- [Information provided]
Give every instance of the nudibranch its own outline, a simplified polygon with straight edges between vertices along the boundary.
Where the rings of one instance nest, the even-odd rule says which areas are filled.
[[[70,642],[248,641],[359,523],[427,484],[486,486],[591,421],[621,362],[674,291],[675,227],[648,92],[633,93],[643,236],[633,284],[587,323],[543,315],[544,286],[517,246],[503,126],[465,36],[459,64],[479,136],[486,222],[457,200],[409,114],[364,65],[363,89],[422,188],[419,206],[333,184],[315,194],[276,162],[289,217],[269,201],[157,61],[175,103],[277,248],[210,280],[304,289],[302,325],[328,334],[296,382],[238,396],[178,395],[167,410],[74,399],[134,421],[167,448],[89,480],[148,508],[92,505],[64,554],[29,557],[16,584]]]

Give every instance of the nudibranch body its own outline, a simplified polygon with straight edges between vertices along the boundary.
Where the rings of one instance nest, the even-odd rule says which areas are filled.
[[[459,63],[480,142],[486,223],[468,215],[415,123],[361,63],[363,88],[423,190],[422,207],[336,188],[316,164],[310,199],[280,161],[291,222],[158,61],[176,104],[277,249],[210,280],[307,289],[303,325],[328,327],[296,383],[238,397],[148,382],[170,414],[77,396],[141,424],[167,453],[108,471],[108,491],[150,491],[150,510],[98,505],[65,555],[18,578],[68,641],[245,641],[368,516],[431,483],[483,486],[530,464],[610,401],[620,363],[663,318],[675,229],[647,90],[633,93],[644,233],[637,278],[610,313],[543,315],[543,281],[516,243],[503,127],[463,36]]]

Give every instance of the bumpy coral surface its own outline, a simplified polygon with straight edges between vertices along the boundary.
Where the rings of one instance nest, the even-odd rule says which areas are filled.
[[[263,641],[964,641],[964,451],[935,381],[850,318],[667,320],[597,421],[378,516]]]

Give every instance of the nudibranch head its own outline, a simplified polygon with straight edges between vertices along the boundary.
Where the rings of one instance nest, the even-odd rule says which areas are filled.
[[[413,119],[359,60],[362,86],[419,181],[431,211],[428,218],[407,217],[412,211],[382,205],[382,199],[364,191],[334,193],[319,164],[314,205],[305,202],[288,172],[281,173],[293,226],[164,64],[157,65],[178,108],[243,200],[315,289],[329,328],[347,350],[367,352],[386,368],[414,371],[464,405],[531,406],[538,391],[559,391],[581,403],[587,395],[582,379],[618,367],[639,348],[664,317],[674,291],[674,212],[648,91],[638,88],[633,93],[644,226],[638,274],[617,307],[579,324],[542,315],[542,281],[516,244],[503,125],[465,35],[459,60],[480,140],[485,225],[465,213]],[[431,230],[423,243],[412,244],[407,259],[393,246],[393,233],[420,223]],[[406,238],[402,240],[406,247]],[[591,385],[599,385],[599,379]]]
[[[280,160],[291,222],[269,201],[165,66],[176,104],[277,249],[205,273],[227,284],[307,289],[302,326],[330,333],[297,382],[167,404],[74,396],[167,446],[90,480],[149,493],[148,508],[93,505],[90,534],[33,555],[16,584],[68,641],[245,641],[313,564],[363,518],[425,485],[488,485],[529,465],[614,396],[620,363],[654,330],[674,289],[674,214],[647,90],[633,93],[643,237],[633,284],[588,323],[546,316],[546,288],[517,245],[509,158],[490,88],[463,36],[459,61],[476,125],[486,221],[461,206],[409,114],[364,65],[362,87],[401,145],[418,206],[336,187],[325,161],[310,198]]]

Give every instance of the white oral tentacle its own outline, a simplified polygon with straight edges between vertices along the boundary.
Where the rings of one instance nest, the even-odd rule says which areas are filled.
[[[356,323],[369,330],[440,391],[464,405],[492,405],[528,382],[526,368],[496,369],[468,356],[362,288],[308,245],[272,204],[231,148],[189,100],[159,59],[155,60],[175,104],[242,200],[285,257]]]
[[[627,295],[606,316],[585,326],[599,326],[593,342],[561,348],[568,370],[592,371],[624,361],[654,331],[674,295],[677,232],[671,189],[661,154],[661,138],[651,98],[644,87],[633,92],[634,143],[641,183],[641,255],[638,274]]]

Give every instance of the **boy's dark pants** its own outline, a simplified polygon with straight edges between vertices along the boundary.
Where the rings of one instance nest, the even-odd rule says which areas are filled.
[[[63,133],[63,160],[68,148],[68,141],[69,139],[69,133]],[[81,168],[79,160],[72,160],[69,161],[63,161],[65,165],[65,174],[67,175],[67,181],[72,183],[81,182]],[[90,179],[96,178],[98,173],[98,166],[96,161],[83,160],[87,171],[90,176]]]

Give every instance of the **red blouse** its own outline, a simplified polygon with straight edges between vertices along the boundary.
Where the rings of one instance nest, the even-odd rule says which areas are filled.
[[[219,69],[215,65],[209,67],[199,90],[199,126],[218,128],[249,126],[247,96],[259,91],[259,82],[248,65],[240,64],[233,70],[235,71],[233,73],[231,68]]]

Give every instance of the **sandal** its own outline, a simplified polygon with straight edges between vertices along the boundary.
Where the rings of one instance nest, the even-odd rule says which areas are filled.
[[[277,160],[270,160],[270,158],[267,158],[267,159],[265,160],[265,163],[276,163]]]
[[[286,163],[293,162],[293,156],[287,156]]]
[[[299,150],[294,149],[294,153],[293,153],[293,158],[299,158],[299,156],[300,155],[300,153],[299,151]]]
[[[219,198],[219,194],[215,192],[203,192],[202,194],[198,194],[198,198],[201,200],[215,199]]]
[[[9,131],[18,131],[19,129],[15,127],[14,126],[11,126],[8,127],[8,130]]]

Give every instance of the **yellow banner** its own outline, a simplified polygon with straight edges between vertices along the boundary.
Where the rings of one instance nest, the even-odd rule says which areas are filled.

- [Instruction] Change every occurrence of "even-odd rule" in the entries above to "nonzero winding rule", and reproduce the entries otherwise unaltered.

- [Answer to the task]
Give every instance of the nudibranch its own outline, a simplified polygon with straight edges between vertices along the boundary.
Where the rings of one instance nest, the nonzero winding rule says which areas are filled.
[[[70,642],[248,641],[359,523],[427,484],[486,486],[591,421],[621,362],[674,291],[675,227],[648,92],[633,93],[643,236],[633,284],[587,323],[543,315],[544,286],[517,246],[503,126],[465,36],[459,64],[479,136],[486,222],[457,200],[409,114],[364,65],[363,89],[422,188],[419,206],[333,184],[315,194],[276,162],[289,217],[269,201],[157,61],[175,103],[277,248],[210,280],[304,289],[302,325],[328,334],[296,382],[238,396],[178,395],[167,410],[74,399],[134,421],[167,448],[89,480],[148,508],[92,505],[64,554],[29,557],[16,584]]]

Give every instance of the nudibranch body its own outline, a simplified polygon with straight edges between vertices along the boundary.
Where the rings of one instance nest, the nonzero winding rule says which areas are filled.
[[[459,63],[480,142],[486,223],[468,215],[415,123],[361,63],[363,88],[423,190],[422,207],[336,188],[316,164],[310,199],[280,161],[291,222],[158,61],[176,104],[277,249],[210,280],[307,289],[303,325],[328,327],[296,383],[238,397],[148,382],[170,414],[77,396],[141,424],[167,453],[108,471],[108,491],[150,491],[150,510],[98,505],[65,555],[18,578],[68,641],[245,641],[368,516],[431,483],[483,486],[530,464],[610,401],[620,363],[663,318],[675,229],[647,90],[633,93],[644,233],[637,278],[610,313],[543,315],[543,281],[516,243],[503,127],[463,36]]]

Give every instance of the bumpy coral surface its own outline, a simplified polygon with straight edges between vertices along the boundary.
Where the rings of one instance nest, the nonzero winding rule says which areas are filled.
[[[263,641],[964,641],[964,451],[935,381],[850,318],[667,320],[597,421],[378,516]]]

Give every instance of the nudibranch head its own outline, a simplified polygon with straight edges between vertices along the boundary.
Where the rings of one instance nest, the nonzero winding rule says which areas are filled.
[[[413,119],[359,60],[362,86],[419,181],[431,211],[428,218],[407,217],[412,211],[382,205],[382,199],[364,191],[334,193],[319,164],[314,205],[305,202],[288,172],[281,173],[293,226],[164,64],[157,65],[178,108],[243,200],[315,289],[329,328],[347,350],[367,352],[386,368],[414,371],[464,405],[531,406],[538,391],[559,391],[581,403],[587,395],[582,379],[618,367],[639,348],[664,317],[674,291],[674,212],[648,91],[638,88],[633,93],[644,226],[638,274],[617,307],[579,324],[542,315],[542,281],[516,244],[503,125],[465,35],[459,60],[480,140],[485,225],[465,213]],[[431,230],[423,243],[412,244],[407,259],[393,246],[393,233],[420,223]],[[406,238],[402,240],[406,247]],[[591,385],[599,385],[599,379]]]
[[[280,160],[291,222],[269,201],[165,66],[176,104],[277,249],[205,273],[227,284],[307,289],[302,326],[330,333],[297,382],[167,404],[74,396],[167,446],[90,480],[149,493],[148,508],[93,505],[90,534],[33,555],[16,584],[68,641],[245,641],[313,564],[363,518],[425,485],[488,485],[529,465],[614,396],[620,363],[654,330],[674,289],[674,214],[647,90],[633,93],[643,237],[633,284],[588,323],[546,316],[546,288],[517,245],[509,158],[490,88],[463,36],[459,61],[476,125],[486,221],[461,206],[409,114],[364,65],[362,87],[401,145],[418,206],[336,187],[325,161],[310,198]]]

Give every instance of the white oral tentacle its own outline, a simplified polygon with straight edges between vertices along the boundary.
Where the rings of one instance nest, the nonzero winding rule says which areas are filled.
[[[356,323],[369,330],[440,391],[464,405],[492,405],[528,382],[526,368],[496,369],[468,356],[362,288],[308,245],[272,204],[231,148],[189,100],[159,59],[155,60],[175,104],[242,200],[285,257]]]
[[[627,295],[606,316],[585,326],[599,326],[593,342],[561,348],[568,370],[592,371],[624,361],[654,331],[674,295],[677,232],[671,189],[661,154],[661,138],[651,98],[644,87],[633,92],[634,143],[641,183],[641,255],[638,274]]]

Give every instance of the **boy's dark pants** its own outline, a simplified polygon with straight edges between vertices along the boundary.
Where the rings of one instance nest, the nonzero winding rule says which areas are filled.
[[[63,133],[63,160],[68,148],[68,141],[69,139],[69,133]],[[81,168],[79,160],[72,160],[69,161],[63,161],[65,165],[65,174],[67,175],[67,181],[72,183],[81,182]],[[90,179],[96,178],[98,173],[98,166],[96,161],[83,160],[87,171],[90,176]]]

Give every instance of the **red blouse** its own outline, a simplified polygon with straight edges between vertices along the boundary.
Where the rings of one instance nest, the nonzero winding rule says which areas are filled.
[[[219,69],[215,65],[209,67],[199,90],[199,126],[218,128],[249,126],[247,96],[259,91],[259,82],[248,65],[240,64],[233,70],[235,71],[233,73],[231,68]]]

Give every instance of the **sandal** its own outline, a simplified polygon with straight edges between vertices along the boundary.
Where the rings of one instance nest, the nonzero winding rule says which areas are filled.
[[[277,160],[270,160],[270,158],[267,158],[267,159],[265,160],[265,163],[276,163]]]
[[[286,163],[293,162],[293,156],[287,156]]]
[[[299,150],[294,149],[294,153],[293,153],[293,158],[299,158],[299,156],[300,155],[300,153],[299,151]]]
[[[219,198],[219,194],[215,192],[203,192],[202,194],[198,194],[198,198],[201,200],[215,199]]]
[[[9,131],[18,131],[19,129],[15,127],[14,126],[11,126],[8,127],[8,130]]]

Give every instance of the **yellow banner** its own outline, a simplified polygon with straight edges between vertices along the boundary.
Where the rings of one instance nest, the nonzero winding rule says which areas are filled.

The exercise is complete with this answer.